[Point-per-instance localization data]
______________________________

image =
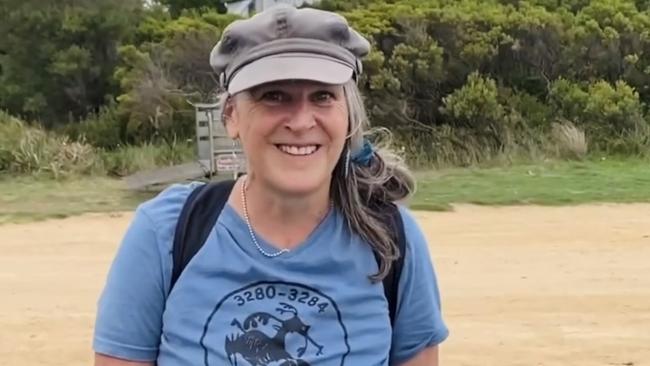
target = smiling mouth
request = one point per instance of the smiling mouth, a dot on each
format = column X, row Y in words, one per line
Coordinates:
column 295, row 150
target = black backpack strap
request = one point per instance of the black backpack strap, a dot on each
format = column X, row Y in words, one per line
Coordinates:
column 198, row 216
column 391, row 281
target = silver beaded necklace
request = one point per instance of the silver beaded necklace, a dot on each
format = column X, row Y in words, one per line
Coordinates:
column 250, row 227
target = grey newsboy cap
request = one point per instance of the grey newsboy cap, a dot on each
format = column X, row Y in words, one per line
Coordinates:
column 284, row 43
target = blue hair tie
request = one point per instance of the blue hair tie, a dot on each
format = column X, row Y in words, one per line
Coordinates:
column 364, row 156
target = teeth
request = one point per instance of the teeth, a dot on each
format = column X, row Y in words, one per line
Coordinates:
column 298, row 150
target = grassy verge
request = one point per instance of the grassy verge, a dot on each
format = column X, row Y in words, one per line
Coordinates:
column 25, row 199
column 552, row 183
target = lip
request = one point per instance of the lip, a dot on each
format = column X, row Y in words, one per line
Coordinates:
column 278, row 147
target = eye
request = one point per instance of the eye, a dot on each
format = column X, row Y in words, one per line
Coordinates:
column 324, row 97
column 274, row 96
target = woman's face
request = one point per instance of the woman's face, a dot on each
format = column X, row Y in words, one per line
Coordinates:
column 292, row 132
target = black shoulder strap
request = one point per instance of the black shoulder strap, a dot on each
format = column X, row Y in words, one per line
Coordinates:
column 391, row 281
column 198, row 216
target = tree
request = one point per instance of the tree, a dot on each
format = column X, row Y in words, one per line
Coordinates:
column 176, row 7
column 58, row 59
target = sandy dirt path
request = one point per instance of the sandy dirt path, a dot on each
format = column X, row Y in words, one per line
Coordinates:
column 521, row 285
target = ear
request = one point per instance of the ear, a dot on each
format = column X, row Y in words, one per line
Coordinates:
column 230, row 119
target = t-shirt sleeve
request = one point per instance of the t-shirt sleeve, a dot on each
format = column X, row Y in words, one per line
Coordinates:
column 129, row 311
column 419, row 322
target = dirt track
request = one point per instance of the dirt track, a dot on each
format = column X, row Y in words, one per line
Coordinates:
column 521, row 285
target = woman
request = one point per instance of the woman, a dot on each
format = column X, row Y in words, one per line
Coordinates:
column 288, row 275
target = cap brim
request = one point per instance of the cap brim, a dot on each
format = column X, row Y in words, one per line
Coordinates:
column 290, row 67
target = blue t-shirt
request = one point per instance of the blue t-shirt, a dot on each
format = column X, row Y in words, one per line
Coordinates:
column 233, row 306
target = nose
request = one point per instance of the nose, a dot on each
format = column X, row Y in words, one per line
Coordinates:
column 303, row 117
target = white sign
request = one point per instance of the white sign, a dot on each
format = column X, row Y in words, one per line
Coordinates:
column 229, row 162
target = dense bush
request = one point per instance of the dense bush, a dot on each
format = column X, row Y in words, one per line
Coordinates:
column 458, row 81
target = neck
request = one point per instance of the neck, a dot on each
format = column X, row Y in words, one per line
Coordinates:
column 270, row 212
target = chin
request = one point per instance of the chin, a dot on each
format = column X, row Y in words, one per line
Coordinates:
column 300, row 183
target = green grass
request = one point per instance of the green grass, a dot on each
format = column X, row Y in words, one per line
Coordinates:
column 552, row 183
column 24, row 199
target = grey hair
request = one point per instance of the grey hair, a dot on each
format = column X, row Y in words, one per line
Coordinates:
column 361, row 192
column 365, row 189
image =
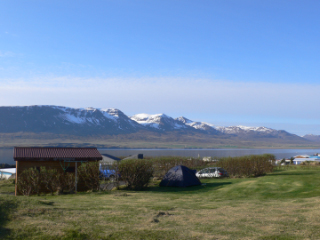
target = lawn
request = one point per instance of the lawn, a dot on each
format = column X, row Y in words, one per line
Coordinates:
column 281, row 205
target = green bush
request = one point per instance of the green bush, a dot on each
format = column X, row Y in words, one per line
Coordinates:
column 29, row 182
column 136, row 172
column 51, row 179
column 247, row 166
column 89, row 173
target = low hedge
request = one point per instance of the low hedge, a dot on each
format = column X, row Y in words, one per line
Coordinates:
column 247, row 166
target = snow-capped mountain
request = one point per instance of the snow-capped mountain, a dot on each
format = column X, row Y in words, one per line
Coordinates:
column 94, row 121
column 243, row 129
column 65, row 120
column 198, row 125
column 158, row 121
column 311, row 137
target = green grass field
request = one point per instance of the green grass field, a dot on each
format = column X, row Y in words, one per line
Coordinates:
column 281, row 205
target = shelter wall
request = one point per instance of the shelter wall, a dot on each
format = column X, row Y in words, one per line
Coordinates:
column 23, row 165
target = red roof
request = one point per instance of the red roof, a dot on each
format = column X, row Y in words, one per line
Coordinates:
column 55, row 153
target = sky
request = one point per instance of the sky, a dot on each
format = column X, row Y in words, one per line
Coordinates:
column 225, row 62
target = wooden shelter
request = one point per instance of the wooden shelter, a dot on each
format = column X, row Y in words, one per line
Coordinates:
column 59, row 158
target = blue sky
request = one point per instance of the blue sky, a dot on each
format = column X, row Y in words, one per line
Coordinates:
column 254, row 63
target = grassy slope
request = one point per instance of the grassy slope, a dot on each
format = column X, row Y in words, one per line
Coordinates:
column 282, row 205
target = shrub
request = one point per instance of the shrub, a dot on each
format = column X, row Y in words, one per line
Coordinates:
column 89, row 173
column 67, row 182
column 136, row 172
column 29, row 182
column 51, row 179
column 247, row 166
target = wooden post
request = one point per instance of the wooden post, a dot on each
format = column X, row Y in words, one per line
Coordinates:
column 76, row 176
column 16, row 186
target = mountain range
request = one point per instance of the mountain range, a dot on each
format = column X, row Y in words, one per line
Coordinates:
column 113, row 122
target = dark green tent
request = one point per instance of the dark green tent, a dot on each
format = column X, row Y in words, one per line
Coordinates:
column 180, row 176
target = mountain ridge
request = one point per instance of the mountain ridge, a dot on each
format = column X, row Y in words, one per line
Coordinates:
column 111, row 121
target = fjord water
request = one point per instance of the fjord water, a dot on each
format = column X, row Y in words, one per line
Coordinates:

______________________________

▶ [Work order] Starting at the line that has "field, a dot on each" and ending at the line that has "target = mountain ridge", please write out the lines above exactly, leaving out all others.

▶ [Response box]
request = one point per instance of the green grass field, a dot on each
format = column X, row Y in words, one per line
Coordinates:
column 281, row 205
target = shelter wall
request = one point per instance of the shelter wall, a dot on each
format = column X, row Y in words, one per line
Coordinates:
column 23, row 165
target = red roof
request = one point per instance of the red roof, a dot on each
format = column X, row Y in words, one per line
Coordinates:
column 55, row 153
target = sky
request = one point per instance of the sky, a dot on each
format = column X, row Y in words, one per line
Coordinates:
column 225, row 62
target = wooden shelter
request = one point per instance of the wooden shelter, a dot on each
format = column X, row Y in words, one per line
Coordinates:
column 59, row 158
target = blue sky
request = one point per instance of the blue sky, a dot on each
format = column X, row Y in words, one per line
Coordinates:
column 254, row 63
target = grassy slope
request = one point per instance of the grassy slope, a dot on each
format = column X, row Y in words, one per line
Coordinates:
column 282, row 205
target = shrub
request = one point per instance of the shrub, a dot on each
format = column X, row Y in words, one per line
Coordinates:
column 89, row 173
column 67, row 182
column 136, row 172
column 29, row 182
column 51, row 179
column 247, row 166
target = wooden post
request = one point per instance of the wooden post, a dot on each
format = column X, row Y in words, one per line
Coordinates:
column 76, row 176
column 16, row 186
target = mountain range
request = one point per instance of the mountain range, a dot on each
format = column X, row Y in words, one per line
Coordinates:
column 113, row 122
target = dark green tent
request = one point per instance of the dark green tent, a dot on each
format = column X, row Y in words, one per line
Coordinates:
column 180, row 176
target = mountain ridge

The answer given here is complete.